EXERCISE AIM> From the feature article, retype everything from "The Dead of" down to "drive to Doris's.".

DOCUMENT TEXT>
***

Feature Article

The Dead of Night

By Gregory Gilderman

Page 5 of 12

This is the result of most domestic calls in the 22nd: nothing. By the time police arrive, the argument has cooled down, or the participant who has a pending warrant or is on probation fled the moment 911 was called. Stephens fills out an incident report. Then we drive to Doris's.

Doris's is a candy-and-soda store on the first floor of a corner rowhouse. Stephens waves Doris out of the store, which is still doing a brisk business at one in the morning. She walks to the car.

"This is going to be a problem at two or three in the morning," Stephens says. He points to a group of teenagers sitting on the steps to the building's side entrance. "That one in the red shirt? He's out here all night hustling."

The group begins to saunter away. The kid in the red shirt and a male friend stop half a block down the street, chatting and laughing casually, as if the squad car's headlights aren't on them like spotlights at the Ice Capades.

"I know your niece lives up there, and I've talked to her about it," Stephens says to Doris. "She can have people on her step if she wants to, but that one, he's dirty. You know what he's doing."

***

INFORMATION SHOWN>
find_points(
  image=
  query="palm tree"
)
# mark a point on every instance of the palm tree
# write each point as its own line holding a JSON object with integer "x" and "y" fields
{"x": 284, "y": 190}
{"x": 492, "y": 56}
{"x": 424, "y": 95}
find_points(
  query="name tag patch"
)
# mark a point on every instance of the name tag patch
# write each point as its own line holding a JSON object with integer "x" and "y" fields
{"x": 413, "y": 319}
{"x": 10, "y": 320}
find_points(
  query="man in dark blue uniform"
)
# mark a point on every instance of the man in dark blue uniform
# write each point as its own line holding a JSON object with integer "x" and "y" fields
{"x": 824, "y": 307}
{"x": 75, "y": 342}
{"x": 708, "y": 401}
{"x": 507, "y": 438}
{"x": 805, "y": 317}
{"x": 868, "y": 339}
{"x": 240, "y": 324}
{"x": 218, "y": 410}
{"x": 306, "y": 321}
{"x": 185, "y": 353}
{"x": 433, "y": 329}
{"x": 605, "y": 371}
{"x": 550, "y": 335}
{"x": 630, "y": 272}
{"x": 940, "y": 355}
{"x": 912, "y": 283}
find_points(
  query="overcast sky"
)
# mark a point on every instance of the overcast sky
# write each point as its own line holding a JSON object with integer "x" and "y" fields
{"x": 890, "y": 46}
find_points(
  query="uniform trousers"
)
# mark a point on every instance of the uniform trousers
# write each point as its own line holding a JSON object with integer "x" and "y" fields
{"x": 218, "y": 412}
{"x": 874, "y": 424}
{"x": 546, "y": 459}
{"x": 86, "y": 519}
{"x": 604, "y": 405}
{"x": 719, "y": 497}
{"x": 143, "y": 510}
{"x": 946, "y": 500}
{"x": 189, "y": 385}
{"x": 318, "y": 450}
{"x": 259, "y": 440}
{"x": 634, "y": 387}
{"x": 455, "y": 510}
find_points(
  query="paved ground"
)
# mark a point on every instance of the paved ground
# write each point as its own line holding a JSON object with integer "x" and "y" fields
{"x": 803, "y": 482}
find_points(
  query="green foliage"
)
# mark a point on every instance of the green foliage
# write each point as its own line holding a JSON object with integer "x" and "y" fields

***

RESPONSE BOX>
The Dead of Night

By Gregory Gilderman

Page 5 of 12

This is the result of most domestic calls in the 22nd: nothing. By the time police arrive, the argument has cooled down, or the participant who has a pending warrant or is on probation fled the moment 911 was called. Stephens fills out an incident report. Then we drive to Doris's.